EXTRAIT>
De toute éternité, les humains ont eu besoin de se raconter de belles histoires pour se rassurer. Les contes de fée, le Père Noël, l’amour éternel, le gouvernement du peuple par le peuple, le Tour de France ou les Jeux olympiques sans dopage, … les libertés académiques face au sionisme.
De quoi parle-t-on en évoquant les “libertés académiques” ? Les lois françaises – citées par Wikipedia – prévoient par exemple que :
« A l’égard des enseignants-chercheurs, des enseignants et des chercheurs, les universités et les établissements d’enseignement supérieur doivent assurer les moyens d’exercer leur activité d’enseignement et de recherche dans les conditions d’indépendance * et de sérénité * indispensables à la réflexion et à la création intellectuelle. »
« Le service public de l’enseignement supérieur est laïque et indépendant de toute emprise politique, économique, religieuse ou idéologique * ; il tend à l’objectivité du savoir ; il respecte la diversité des opinions. Il doit garantir à l’enseignement et à la recherche leurs possibilités de libre développement scientifique, créateur et critique*. »
« Les enseignants-chercheurs, les enseignants et les chercheurs jouissent d’une pleine indépendance et d’une entière liberté d’expression * dans l’exercice de leurs fonctions d’enseignement et de leurs activités de recherche, sous les réserves que leur imposent, conformément aux traditions universitaires et aux dispositions du présent code, les principes de tolérance et d’objectivité. »
Or, dans la réalité, les preuves abondent qu’enseignants et chercheurs sont fréquemment astreints à une chasse effrénée aux subventions et aux financements par le secteur privé qui dicte ses conditions, soumis au « publish or perish » [1], à une certaine dictature du court terme, aux objectifs de rentabilité qui orientent les choix de recherche, à la nécessité de plaire aux autorités (ou du moins de ne pas leur déplaire) pour que leur carrière progresse,…
Malgré tout, l’attachement à ces “libertés académiques” pourtant toutes relatives est fort, voire très fort, dans les milieux universitaires, qui ont parfois une réaction spontanément hostile à l’idée du boycott académique proposé dans le cadre de la campagne “Boycott, Désinvestissement, Sanctions” (BDS) qui vise Israël.
Pourtant, plus redoutable que tout ce qui est évoqué plus haut pour la réalité des “libertés académiques”, il y a l’action des lobbies pro-israéliens, pourtant rarement critiquée ouvertement et qui ne suscite jamais, au grand jamais, la même indignation vertueuse.

TÂCHE DEMANDÉE>
D'après l'extrait, dans le cadre de quelle campagne l'idée du boycott académique est-elle proposée ? Les données qui suivent n'ont aucun lien avec l'extrait.

DONNÉES ENREGISTRÉES>
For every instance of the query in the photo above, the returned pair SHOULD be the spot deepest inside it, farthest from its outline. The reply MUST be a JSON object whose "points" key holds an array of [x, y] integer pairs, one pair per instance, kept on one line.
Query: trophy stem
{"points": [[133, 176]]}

RÉSULTAT DE L'EXERCICE>
Dans le cadre de la campagne « Boycott, Désinvestissement, Sanctions » (BDS), qui vise Israël.